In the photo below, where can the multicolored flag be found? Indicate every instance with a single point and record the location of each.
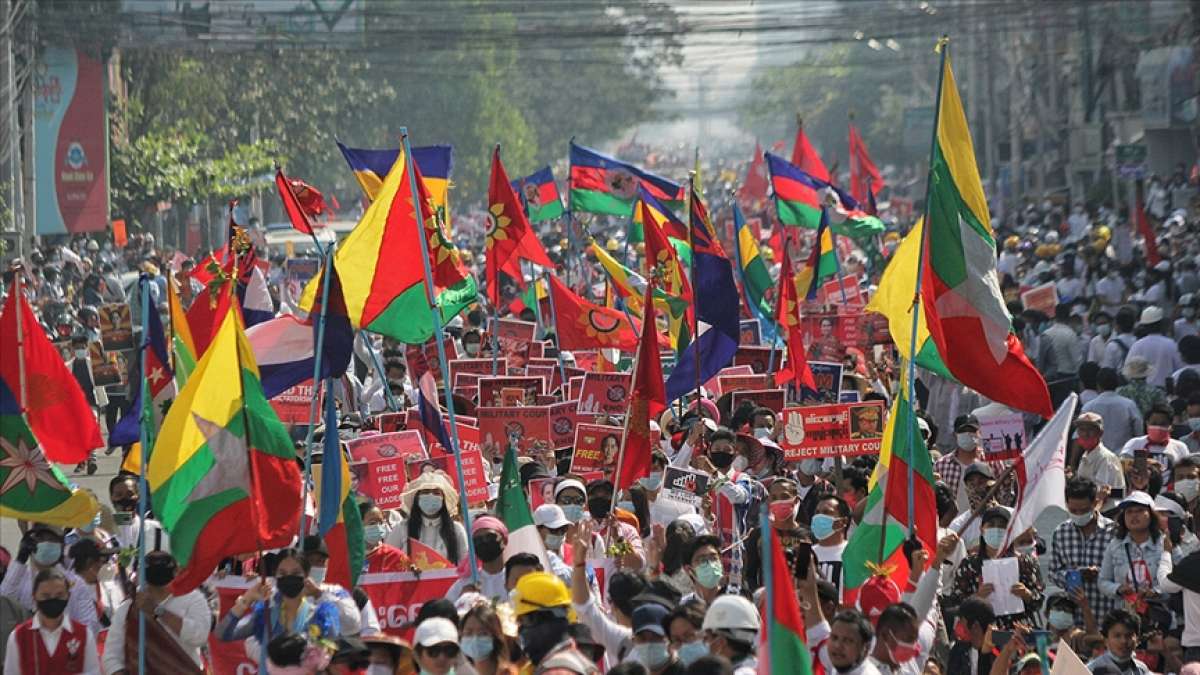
(223, 475)
(539, 193)
(646, 402)
(864, 175)
(964, 308)
(605, 185)
(46, 392)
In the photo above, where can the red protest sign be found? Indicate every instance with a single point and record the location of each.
(520, 425)
(490, 389)
(595, 447)
(833, 430)
(294, 404)
(605, 393)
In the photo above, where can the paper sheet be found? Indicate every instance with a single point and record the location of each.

● **Directions for this task**
Transcribe the listing above verbatim, starting at the line that contains "In the photo above, where can the red" and ending with the final line of the listing, both included.

● **Full solution**
In the photo above, where can the red protest sign be found? Indicate every instance with a single point and record the location of each.
(520, 425)
(490, 389)
(595, 447)
(833, 430)
(294, 404)
(605, 393)
In the photo above, where can the paper sheet be found? Indicate every instance with a single point and record the location of each.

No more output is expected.